● Opdracht
Aan welke straat stond volgens het blogfragment over de Nicht het grote huis van opa en oma?

● Aangeleverde tekst
^^^^
Mijn Nicht wordt vandaag 60 jaar. Ja? En? Er worden zoveel nichten wel eens 60 jaar. Moet ik daar nu een blog over schrijven? Ja zeker wel, want ik heb namelijk een bijzondere Nicht. Ik schrijf het woord niet voor niets altijd met een hoofdletter als het om haar gaat. Ik heb nichten die ik niet ken. Sterker: die ik zelfs nog nooit heb gezien. De ene familie is de andere niet. Zo wilde mijn vader eigenlijk niets met zijn familie te maken hebben. Ze lieten hem volstrekt koud. Waarom? Daar ben ik nooit achtergekomen. Met de familie van mijn moederskant daarentegen hadden we een sterke band.

Dat kwam omdat het leuke, liefdevolle mensen waren, maar het kwam misschien ook wel omdat iedere broer en zus van mijn moeder, evenals zijzelf, maar één kind had. Sinterklaas vieren met z’n drieën daar is weinig aan, Sinterklaas vieren met een stuk of vijftien mensen is een feest. Bovendien was het altijd gezellig bij mijn opa en oma die in een groot huis aan de Weurtseweg woonden met een zolder waar je grote feesten kon vieren en waar voor ons kinderen een donkere, geheimzinnige sfeer hing.
^^^^
● Verstrekte gegevens
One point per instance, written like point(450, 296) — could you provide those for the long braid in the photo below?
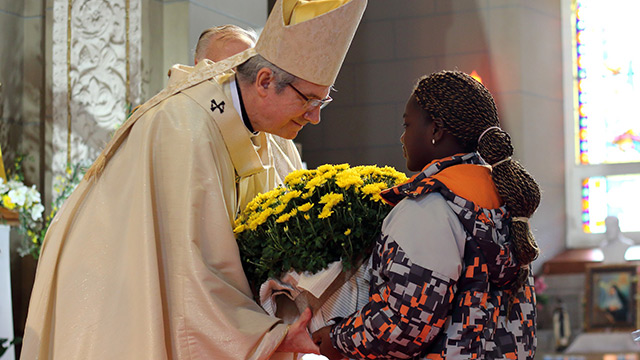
^^^^
● Antwoord
Het huis stond aan de Weurtseweg.